Page >>
[Performance] TensorRT EP produce different inference results compared to CUDA/CPU #22354

kylekam · 2024-10-08T23:21:26Z

Describe the issue

Inference results with YOLOv8 in C++ differ between TensorRT EP and CUDA EP. I'm unable to share all of the code because most of it is proprietary and it would require a lot of refactoring to make it viewable.

We use YOLOv8 as an object detector and results are satisfactory using CUDA EP, but we would like to speed up inference results using TensorRT.

#21457 may be related but their issues lie with a newer version of TensorRT, not 8.6.1.6

I've noticed some slightly different results from preprocesing steps by doing preprocessing on CPU vs GPU but nothing that should significantly affect the inference results. The output from YOLOv8 using TensorRT produces bounding boxes that are believable, but the confidence scores are terrible.

Extracted data >>
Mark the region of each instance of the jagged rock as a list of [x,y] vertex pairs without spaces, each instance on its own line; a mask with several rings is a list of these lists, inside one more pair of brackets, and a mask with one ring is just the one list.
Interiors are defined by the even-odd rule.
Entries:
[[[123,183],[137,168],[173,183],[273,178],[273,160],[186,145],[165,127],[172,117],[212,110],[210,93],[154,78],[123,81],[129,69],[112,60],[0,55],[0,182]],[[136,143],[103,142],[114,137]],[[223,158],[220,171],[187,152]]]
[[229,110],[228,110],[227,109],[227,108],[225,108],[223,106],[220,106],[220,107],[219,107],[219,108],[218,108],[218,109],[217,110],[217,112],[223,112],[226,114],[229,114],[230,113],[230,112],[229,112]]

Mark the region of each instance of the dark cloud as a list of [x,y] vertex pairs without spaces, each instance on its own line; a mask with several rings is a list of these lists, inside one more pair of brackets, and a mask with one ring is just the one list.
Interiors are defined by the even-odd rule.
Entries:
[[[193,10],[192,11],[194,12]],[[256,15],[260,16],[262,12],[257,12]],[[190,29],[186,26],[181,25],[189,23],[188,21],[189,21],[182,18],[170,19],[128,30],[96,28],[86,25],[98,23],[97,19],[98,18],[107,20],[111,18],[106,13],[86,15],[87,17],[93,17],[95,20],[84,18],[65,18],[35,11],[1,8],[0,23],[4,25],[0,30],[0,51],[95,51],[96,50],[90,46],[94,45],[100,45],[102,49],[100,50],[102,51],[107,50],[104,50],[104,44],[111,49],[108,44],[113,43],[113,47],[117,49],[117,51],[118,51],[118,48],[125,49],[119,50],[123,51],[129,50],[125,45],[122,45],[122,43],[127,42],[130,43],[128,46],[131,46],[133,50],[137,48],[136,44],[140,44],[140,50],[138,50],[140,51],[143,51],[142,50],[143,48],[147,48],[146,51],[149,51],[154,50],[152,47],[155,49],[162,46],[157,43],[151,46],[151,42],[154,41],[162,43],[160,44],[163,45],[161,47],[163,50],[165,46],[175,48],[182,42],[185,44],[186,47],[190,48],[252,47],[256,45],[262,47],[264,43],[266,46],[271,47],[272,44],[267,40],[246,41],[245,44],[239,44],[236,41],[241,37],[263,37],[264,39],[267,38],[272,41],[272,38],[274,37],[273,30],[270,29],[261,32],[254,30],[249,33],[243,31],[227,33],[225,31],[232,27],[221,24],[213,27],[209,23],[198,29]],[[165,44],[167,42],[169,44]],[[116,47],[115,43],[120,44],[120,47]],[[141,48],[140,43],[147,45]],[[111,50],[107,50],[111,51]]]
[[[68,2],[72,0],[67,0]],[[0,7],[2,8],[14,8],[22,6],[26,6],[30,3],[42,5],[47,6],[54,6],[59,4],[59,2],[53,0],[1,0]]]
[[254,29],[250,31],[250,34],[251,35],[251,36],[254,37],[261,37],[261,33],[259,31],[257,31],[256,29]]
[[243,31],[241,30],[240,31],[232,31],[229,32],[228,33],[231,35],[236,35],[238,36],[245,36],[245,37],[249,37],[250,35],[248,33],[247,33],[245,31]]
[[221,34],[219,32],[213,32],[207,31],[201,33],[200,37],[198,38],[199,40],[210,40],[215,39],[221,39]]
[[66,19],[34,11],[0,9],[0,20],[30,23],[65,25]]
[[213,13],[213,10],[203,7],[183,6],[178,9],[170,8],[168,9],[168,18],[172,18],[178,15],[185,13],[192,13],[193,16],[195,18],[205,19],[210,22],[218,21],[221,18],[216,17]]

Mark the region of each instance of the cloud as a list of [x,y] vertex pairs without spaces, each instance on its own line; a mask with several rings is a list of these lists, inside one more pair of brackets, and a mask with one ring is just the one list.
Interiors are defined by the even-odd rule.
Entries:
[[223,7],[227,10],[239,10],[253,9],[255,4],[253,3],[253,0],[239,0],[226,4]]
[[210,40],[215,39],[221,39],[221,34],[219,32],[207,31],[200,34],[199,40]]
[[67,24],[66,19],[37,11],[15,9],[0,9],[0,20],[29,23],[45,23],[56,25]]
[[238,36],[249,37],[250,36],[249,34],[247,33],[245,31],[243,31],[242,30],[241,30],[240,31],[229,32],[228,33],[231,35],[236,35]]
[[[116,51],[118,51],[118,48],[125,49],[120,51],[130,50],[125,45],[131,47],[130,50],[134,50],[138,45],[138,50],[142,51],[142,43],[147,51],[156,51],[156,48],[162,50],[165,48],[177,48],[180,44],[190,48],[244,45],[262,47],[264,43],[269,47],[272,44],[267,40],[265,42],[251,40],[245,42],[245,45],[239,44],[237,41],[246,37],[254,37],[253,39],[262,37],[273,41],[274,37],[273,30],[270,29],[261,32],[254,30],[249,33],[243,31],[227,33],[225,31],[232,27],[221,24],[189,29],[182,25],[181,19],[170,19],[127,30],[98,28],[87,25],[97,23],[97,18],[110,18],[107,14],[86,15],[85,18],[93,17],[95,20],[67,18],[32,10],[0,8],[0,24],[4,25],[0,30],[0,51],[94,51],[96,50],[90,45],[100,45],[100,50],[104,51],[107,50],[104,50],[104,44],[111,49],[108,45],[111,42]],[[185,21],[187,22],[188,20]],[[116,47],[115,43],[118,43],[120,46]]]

Required tasks >>
(a) Set down the part of the TensorRT issue that starts at "Describe the issue" and ends at "scores are terrible.".
(b) In the TensorRT issue, rewrite the paragraph beginning "I've noticed some slightly different results" more briefly, keeping its main facts.

Expected responses >>
(a)
Describe the issue

Inference results with YOLOv8 in C++ differ between TensorRT EP and CUDA EP. I'm unable to share all of the code because most of it is proprietary and it would require a lot of refactoring to make it viewable.

We use YOLOv8 as an object detector and results are satisfactory using CUDA EP, but we would like to speed up inference results using TensorRT.

#21457 may be related but their issues lie with a newer version of TensorRT, not 8.6.1.6

I've noticed some slightly different results from preprocesing steps by doing preprocessing on CPU vs GPU but nothing that should significantly affect the inference results. The output from YOLOv8 using TensorRT produces bounding boxes that are believable, but the confidence scores are terrible.

(b) Preprocessing on CPU versus GPU gives slightly different results, which should not significantly affect inference. YOLOv8 under TensorRT produces believable bounding boxes but terrible confidence scores.